> [Written problem 1]
In the KVM patch description, which functions does the change move the incrementing and decrementing of kvm_has_noapic_vcpu into?
> [Written problem 2]
Duplicate the part of the KVM patch description between "Reported-by: Li RongQing" and "insertions(+), 27 deletions(-)", inclusive.

> [Selected extract]

◆ ◆ ◆

[1/2] KVM: x86: Move "KVM no-APIC vCPU" key management into local APIC code

Message ID 20240209222047.394389-2-seanjc@google.com
State New
Headers
Series KVM: x86: kvm_has_noapic_vcpu fix/cleanup |

Commit Message

Sean Christopherson Feb. 9, 2024, 10:20 p.m. UTC
  Move incrementing and decrementing of kvm_has_noapic_vcpu into
kvm_create_lapic() and kvm_free_lapic() respectively to fix a benign bug
bug where KVM fails to decrement the count if vCPU creation ultimately
fails, e.g. due to a memory allocation failing.

Note, the bug is benign as kvm_has_noapic_vcpu is used purely to optimize
lapic_in_kernel() checks, and that optimization is quite dubious.  That,
and practically speaking no setup that cares at all about performance runs
with a userspace local APIC.

Reported-by: Li RongQing <lirongqing@baidu.com>
Cc: Maxim Levitsky <mlevitsk@redhat.com>
Signed-off-by: Sean Christopherson <seanjc@google.com>
---
 arch/x86/kvm/lapic.c | 27 ++++++++++++++++++++++++++-
 arch/x86/kvm/x86.c   | 29 +++--------------------------
 2 files changed, 29 insertions(+), 27 deletions(-)

◆ ◆ ◆

> [Dataset rows]

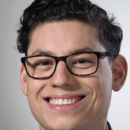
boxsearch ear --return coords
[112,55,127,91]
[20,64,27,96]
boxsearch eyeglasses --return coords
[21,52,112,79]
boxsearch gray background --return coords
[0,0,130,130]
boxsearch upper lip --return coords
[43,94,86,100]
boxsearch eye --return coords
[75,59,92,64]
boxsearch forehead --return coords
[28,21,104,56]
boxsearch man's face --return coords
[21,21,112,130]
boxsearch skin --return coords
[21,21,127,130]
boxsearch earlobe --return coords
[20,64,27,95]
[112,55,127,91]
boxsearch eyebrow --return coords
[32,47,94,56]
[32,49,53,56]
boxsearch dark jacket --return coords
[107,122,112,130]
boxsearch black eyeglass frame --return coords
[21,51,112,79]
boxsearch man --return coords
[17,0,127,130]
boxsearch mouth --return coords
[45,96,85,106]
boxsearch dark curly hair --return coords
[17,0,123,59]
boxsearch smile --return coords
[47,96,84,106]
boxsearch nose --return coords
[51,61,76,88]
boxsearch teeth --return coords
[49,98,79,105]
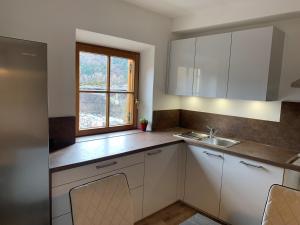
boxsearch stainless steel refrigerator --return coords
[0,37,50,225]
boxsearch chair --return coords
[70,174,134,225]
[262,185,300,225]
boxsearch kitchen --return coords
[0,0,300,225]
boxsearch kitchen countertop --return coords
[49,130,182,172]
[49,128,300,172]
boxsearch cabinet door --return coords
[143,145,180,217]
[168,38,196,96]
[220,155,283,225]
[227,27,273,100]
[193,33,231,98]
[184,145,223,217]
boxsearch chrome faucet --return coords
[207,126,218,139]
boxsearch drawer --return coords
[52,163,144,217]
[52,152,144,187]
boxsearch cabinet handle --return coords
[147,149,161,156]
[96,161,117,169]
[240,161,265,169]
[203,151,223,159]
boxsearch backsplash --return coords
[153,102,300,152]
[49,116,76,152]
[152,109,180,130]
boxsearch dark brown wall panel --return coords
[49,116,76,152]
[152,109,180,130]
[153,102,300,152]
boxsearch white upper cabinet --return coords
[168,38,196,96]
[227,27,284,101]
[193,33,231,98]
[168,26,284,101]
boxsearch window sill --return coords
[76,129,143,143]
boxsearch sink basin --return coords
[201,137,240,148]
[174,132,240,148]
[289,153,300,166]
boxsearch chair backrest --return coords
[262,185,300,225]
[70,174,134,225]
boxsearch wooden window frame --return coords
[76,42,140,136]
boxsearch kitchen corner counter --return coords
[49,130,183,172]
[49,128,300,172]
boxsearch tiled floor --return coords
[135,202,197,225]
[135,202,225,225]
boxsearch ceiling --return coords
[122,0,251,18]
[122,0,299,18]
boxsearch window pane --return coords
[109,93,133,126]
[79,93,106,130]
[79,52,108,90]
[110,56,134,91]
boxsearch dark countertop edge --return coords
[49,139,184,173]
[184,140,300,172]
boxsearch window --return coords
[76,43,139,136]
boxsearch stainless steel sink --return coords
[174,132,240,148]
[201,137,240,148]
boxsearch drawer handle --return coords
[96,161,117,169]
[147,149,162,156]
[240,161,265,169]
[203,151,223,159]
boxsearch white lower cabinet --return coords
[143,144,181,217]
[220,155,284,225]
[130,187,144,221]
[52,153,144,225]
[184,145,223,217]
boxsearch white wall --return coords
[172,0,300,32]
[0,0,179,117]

◆ ◆ ◆

> [Worked answer 1]
Incrementing moves into kvm_create_lapic() and decrementing moves into kvm_free_lapic().

> [Worked answer 2]
Reported-by: Li RongQing <lirongqing@baidu.com>
Cc: Maxim Levitsky <mlevitsk@redhat.com>
Signed-off-by: Sean Christopherson <seanjc@google.com>
---
 arch/x86/kvm/lapic.c | 27 ++++++++++++++++++++++++++-
 arch/x86/kvm/x86.c   | 29 +++--------------------------
 2 files changed, 29 insertions(+), 27 deletions(-)